**PASSAGE EXTRAIT**.
Quand on est clown et qu’on vient jouer ponctuellement à l’hôpital, on vient pour ouvrir les fenêtres et faire entrer l’air du dehors, et c’est très bien. Mais quand on est clown à l’hôpital, on vient jouer avec l’air du dedans, créer à partir de ce dont est fait l’hôpital : des maladies, des soins, des espoirs et des désespoirs, mais surtout et avant tout des gens : enfants, parents, soignants, soit une richesse d’humanité inépuisable.
Transmission
Chacune de nos interventions commence par une transmission avec les équipes soignantes. Les informations que nous recueillons à ce moment là sont soumises au secret professionnel, comme les soignants le sont au secret médical. On nous dit quels enfants sont là, leur âge, leur pathologie, les soins, la situation familiale, sociale si besoin, et surtout l’humeur du jour, la fatigue, le moral. C’est un moment où chaque clown et le duo prend la température de la scène sur laquelle il va entrer. Ce sont des informations qu’on entre dans le disque dur : une fois que c’est dit, on n’y pense plus, mais c’est là et ça nous guide sans qu’on en ait conscience.
Après la transmission, chaque acteur intègre son clown : costume, maquillage, échauffement, vocalises, puis le duo se forme, et les deux clowns continuent de s’élaborer à travers la relation qu’ils établissent. C’est un moment important, qui enclenche ce dont la journée clownesque sera faite : qui sont ces deux là, qu’est ce qui les lie, que viennent ils faire là ?

**CONSIGNE**. D'après le texte sur les clowns à l'hôpital, par quoi commence chacune de leurs interventions ? Les entrées constituent un matériau indépendant du texte sur les clowns à l'hôpital.

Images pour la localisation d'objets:
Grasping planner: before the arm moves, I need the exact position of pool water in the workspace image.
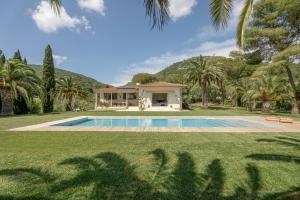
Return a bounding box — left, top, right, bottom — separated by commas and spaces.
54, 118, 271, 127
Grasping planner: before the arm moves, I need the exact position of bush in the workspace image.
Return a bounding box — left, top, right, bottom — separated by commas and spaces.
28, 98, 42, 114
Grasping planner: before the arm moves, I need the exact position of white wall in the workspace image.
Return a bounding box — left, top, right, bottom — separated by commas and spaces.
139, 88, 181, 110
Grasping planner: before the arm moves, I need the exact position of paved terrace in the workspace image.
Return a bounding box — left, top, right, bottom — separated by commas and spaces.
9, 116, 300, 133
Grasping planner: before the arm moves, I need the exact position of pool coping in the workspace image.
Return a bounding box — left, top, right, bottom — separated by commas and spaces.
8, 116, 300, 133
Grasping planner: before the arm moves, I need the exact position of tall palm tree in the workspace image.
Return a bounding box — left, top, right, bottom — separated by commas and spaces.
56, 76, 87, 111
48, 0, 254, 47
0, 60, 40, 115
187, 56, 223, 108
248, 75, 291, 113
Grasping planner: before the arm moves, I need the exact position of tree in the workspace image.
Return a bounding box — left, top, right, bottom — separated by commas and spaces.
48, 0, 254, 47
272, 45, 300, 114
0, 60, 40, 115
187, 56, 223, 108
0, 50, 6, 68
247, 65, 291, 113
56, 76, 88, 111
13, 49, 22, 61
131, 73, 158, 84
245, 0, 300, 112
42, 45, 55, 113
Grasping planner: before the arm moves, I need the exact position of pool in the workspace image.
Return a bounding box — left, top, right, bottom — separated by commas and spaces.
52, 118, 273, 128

**RÉPONSE**. Par une transmission avec les équipes soignantes.